■ What is required
The answer should be every line below, repeated exactly, with the images left out.

■ Raw data
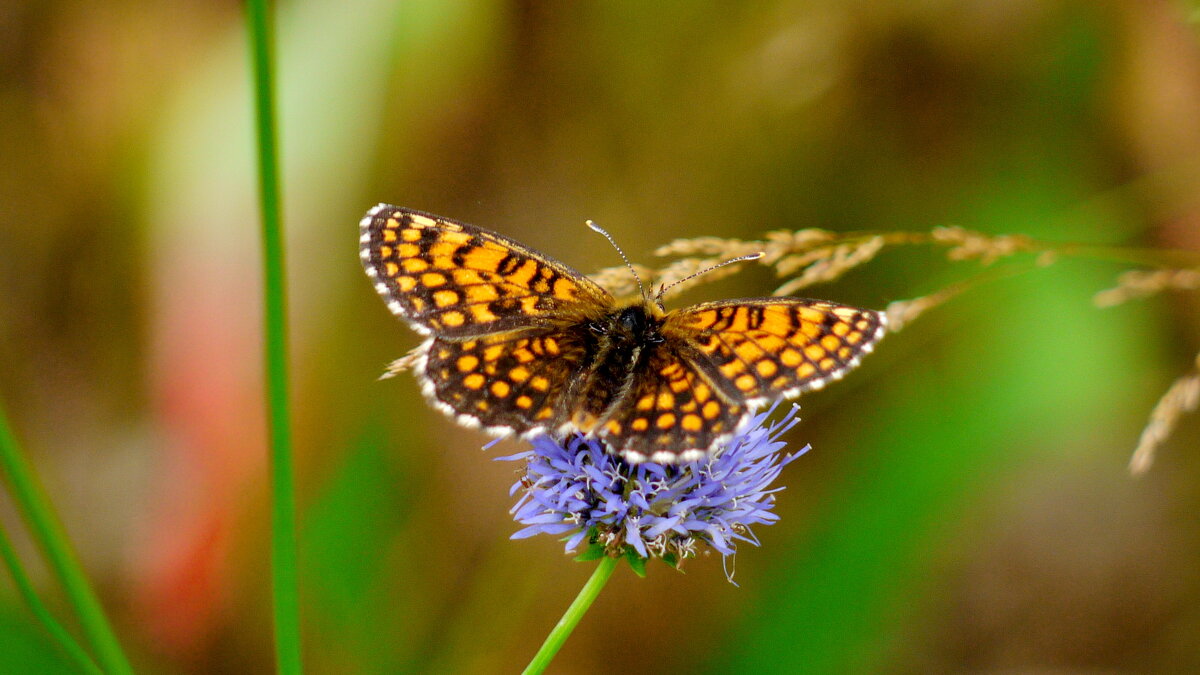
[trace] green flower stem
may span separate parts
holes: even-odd
[[[17,447],[16,437],[9,429],[8,419],[2,407],[0,468],[4,470],[8,489],[12,493],[13,501],[21,510],[26,526],[41,548],[42,555],[49,562],[50,569],[66,591],[75,613],[79,615],[80,626],[95,650],[96,659],[105,672],[113,675],[133,673],[129,659],[121,650],[121,644],[117,642],[117,636],[104,615],[100,600],[88,585],[83,568],[71,550],[66,532],[50,507],[50,500],[46,498],[45,491],[38,483],[33,467],[25,461],[24,455]]]
[[[46,630],[50,633],[58,644],[63,648],[74,661],[79,669],[89,675],[104,675],[104,671],[100,670],[100,666],[92,660],[92,657],[79,646],[75,638],[67,632],[67,629],[62,627],[42,604],[41,598],[33,590],[33,585],[29,583],[29,576],[25,574],[25,568],[21,566],[21,560],[17,557],[17,552],[13,550],[12,544],[8,540],[8,535],[4,529],[0,527],[0,558],[4,558],[4,564],[8,567],[9,574],[12,575],[13,583],[16,584],[17,590],[21,593],[21,597],[25,599],[25,603],[29,605],[29,609],[33,611],[34,616],[42,622]]]
[[[296,565],[296,499],[288,407],[287,295],[280,218],[275,125],[274,35],[266,0],[246,3],[253,62],[255,137],[263,237],[263,321],[271,457],[271,594],[275,660],[280,673],[300,673],[300,603]]]
[[[604,584],[608,583],[609,577],[612,576],[613,570],[617,569],[617,563],[620,558],[610,558],[605,556],[600,559],[600,564],[596,566],[596,571],[592,572],[592,577],[587,580],[583,588],[579,591],[579,595],[575,596],[575,601],[567,608],[566,613],[558,620],[558,624],[554,626],[554,630],[546,636],[546,641],[542,643],[541,649],[538,649],[537,654],[533,655],[533,660],[525,667],[523,675],[537,675],[545,672],[550,665],[550,661],[554,659],[554,655],[562,649],[563,643],[571,636],[571,631],[575,630],[575,626],[579,625],[579,620],[587,613],[588,608],[596,600],[596,596],[600,595],[600,591],[604,589]]]

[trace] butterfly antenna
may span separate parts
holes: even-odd
[[[701,274],[708,274],[709,272],[711,272],[713,270],[719,270],[726,265],[732,265],[734,263],[746,262],[747,260],[758,260],[761,257],[763,257],[763,254],[762,254],[762,251],[759,251],[758,253],[751,253],[750,255],[743,255],[743,256],[738,256],[736,258],[730,258],[729,260],[726,260],[724,262],[719,262],[716,265],[713,265],[712,267],[705,267],[704,269],[700,270],[699,272],[692,272],[691,274],[687,275],[686,277],[684,277],[682,279],[676,279],[675,281],[672,281],[669,284],[665,284],[665,285],[659,287],[658,294],[654,296],[654,302],[657,302],[659,305],[662,305],[662,296],[664,293],[666,293],[667,291],[671,290],[672,288],[678,286],[679,284],[682,284],[685,281],[691,281],[692,279],[695,279],[696,277],[700,276]]]
[[[617,242],[613,241],[612,235],[605,232],[604,228],[600,227],[591,220],[587,221],[587,226],[592,228],[593,232],[599,232],[600,234],[604,235],[604,238],[608,240],[608,243],[612,244],[612,247],[617,249],[617,255],[621,256],[621,260],[625,261],[625,266],[628,267],[629,271],[633,273],[634,281],[637,281],[638,292],[642,294],[642,298],[644,300],[649,300],[650,296],[646,295],[646,287],[642,285],[642,278],[638,276],[637,270],[633,269],[633,265],[629,263],[629,258],[625,257],[625,252],[621,250],[620,246],[617,246]]]

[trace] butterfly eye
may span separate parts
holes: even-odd
[[[605,335],[608,333],[608,329],[595,321],[588,324],[588,330],[592,331],[596,335]]]

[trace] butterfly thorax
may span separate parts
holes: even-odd
[[[663,313],[638,303],[621,307],[587,323],[581,331],[582,367],[568,386],[567,399],[580,413],[572,424],[591,429],[628,396],[633,374],[663,342]]]
[[[661,342],[662,311],[638,303],[611,312],[588,324],[588,329],[603,336],[613,348],[630,350],[647,343]]]

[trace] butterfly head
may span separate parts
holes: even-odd
[[[590,327],[614,346],[642,346],[663,341],[660,329],[664,316],[655,305],[635,303],[593,321]]]

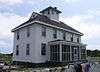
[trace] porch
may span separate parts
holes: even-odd
[[[82,62],[86,60],[86,45],[76,42],[55,40],[49,44],[49,61]]]

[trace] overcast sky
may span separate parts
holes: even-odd
[[[12,28],[48,6],[57,7],[61,21],[84,33],[87,49],[100,50],[100,0],[0,0],[0,52],[13,51]]]

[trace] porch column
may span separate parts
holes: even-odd
[[[62,44],[60,43],[60,62],[62,62]]]
[[[70,45],[70,61],[72,61],[72,47]]]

■ Exercise solution
[trace] green flower stem
may span separate parts
holes: even-odd
[[[17,447],[16,437],[9,429],[8,419],[2,407],[0,468],[4,470],[8,489],[12,493],[13,501],[21,510],[26,526],[41,548],[42,555],[49,562],[50,569],[66,591],[75,613],[79,615],[80,626],[95,650],[96,659],[105,672],[113,675],[133,673],[129,659],[121,650],[121,644],[117,642],[117,636],[104,615],[100,600],[88,585],[83,568],[71,550],[66,532],[50,507],[50,500],[46,498],[45,491],[38,483],[33,467],[25,461],[24,455]]]
[[[46,630],[50,633],[58,644],[63,648],[74,661],[79,669],[89,675],[104,675],[104,671],[100,670],[100,666],[92,660],[92,657],[79,646],[75,638],[67,632],[67,629],[62,627],[42,604],[41,598],[33,590],[33,585],[29,583],[29,576],[25,574],[25,568],[21,566],[21,560],[17,557],[17,552],[13,550],[12,544],[8,540],[8,535],[4,529],[0,527],[0,558],[4,558],[4,564],[8,567],[9,574],[12,575],[13,583],[16,584],[17,590],[21,593],[21,597],[25,599],[25,603],[29,605],[29,609],[33,611],[34,616],[42,622]]]
[[[296,565],[296,499],[288,407],[287,295],[280,218],[275,125],[274,35],[266,0],[246,3],[253,62],[255,137],[263,237],[263,321],[271,457],[271,594],[275,660],[280,673],[300,673],[300,603]]]
[[[604,584],[608,583],[609,577],[612,576],[613,570],[617,569],[617,563],[620,558],[610,558],[605,556],[600,559],[600,564],[596,566],[596,571],[592,572],[592,577],[587,580],[583,588],[579,591],[579,595],[575,596],[575,601],[567,608],[566,613],[558,620],[558,624],[554,626],[554,630],[546,636],[546,641],[542,643],[541,649],[538,649],[537,654],[533,655],[533,660],[525,667],[523,675],[537,675],[545,672],[550,665],[550,661],[554,659],[554,655],[562,649],[563,643],[571,636],[571,631],[575,630],[575,626],[579,625],[579,620],[587,613],[588,608],[596,600],[596,596],[600,595],[600,591],[604,589]]]

[trace] butterfly antenna
may span separate parts
holes: even-odd
[[[701,274],[708,274],[709,272],[711,272],[713,270],[719,270],[726,265],[732,265],[734,263],[746,262],[747,260],[758,260],[761,257],[763,257],[763,254],[762,254],[762,251],[759,251],[758,253],[751,253],[750,255],[743,255],[743,256],[738,256],[736,258],[730,258],[729,260],[726,260],[724,262],[719,262],[716,265],[713,265],[712,267],[705,267],[704,269],[700,270],[699,272],[692,272],[691,274],[687,275],[686,277],[684,277],[682,279],[676,279],[675,281],[672,281],[669,284],[665,284],[665,285],[659,287],[658,294],[654,296],[654,302],[657,302],[659,305],[662,305],[662,296],[664,293],[666,293],[667,291],[671,290],[672,288],[678,286],[679,284],[682,284],[685,281],[691,281],[692,279],[695,279],[696,277],[700,276]]]
[[[617,242],[613,241],[612,235],[605,232],[604,228],[600,227],[591,220],[587,221],[587,226],[592,228],[593,232],[599,232],[600,234],[604,235],[604,238],[608,240],[608,243],[612,244],[612,247],[617,249],[617,255],[621,256],[621,260],[625,261],[625,266],[628,267],[629,271],[633,273],[634,281],[637,281],[638,292],[642,294],[642,298],[644,300],[649,300],[650,296],[646,295],[646,287],[642,285],[642,278],[638,276],[637,270],[633,269],[633,265],[629,263],[629,258],[625,257],[625,252],[621,250],[620,246],[617,246]]]

[trace] butterfly eye
may span separate parts
holes: even-odd
[[[605,335],[608,333],[608,329],[595,321],[588,324],[588,330],[592,331],[596,335]]]

[trace] butterfly thorax
may span separate parts
holes: even-odd
[[[663,313],[638,303],[621,307],[587,323],[581,331],[582,367],[568,386],[567,399],[580,413],[572,424],[591,429],[628,396],[633,374],[663,342]]]
[[[661,342],[662,311],[638,303],[611,312],[588,324],[588,329],[603,336],[613,348],[630,350],[647,343]]]

[trace] butterfly head
may span separate parts
holes: even-odd
[[[590,327],[614,346],[642,346],[663,341],[660,329],[664,316],[655,305],[635,303],[593,321]]]

[trace] porch
may span separate parts
holes: even-odd
[[[82,62],[86,60],[86,45],[76,42],[55,40],[49,44],[49,61]]]

[trace] overcast sky
may span separate parts
holes: even-odd
[[[12,28],[48,6],[57,7],[61,21],[84,33],[87,49],[100,50],[100,0],[0,0],[0,52],[13,51]]]

[trace] porch column
may span separate parts
holes: even-odd
[[[62,44],[60,43],[60,62],[62,62]]]
[[[70,45],[70,61],[72,61],[72,47]]]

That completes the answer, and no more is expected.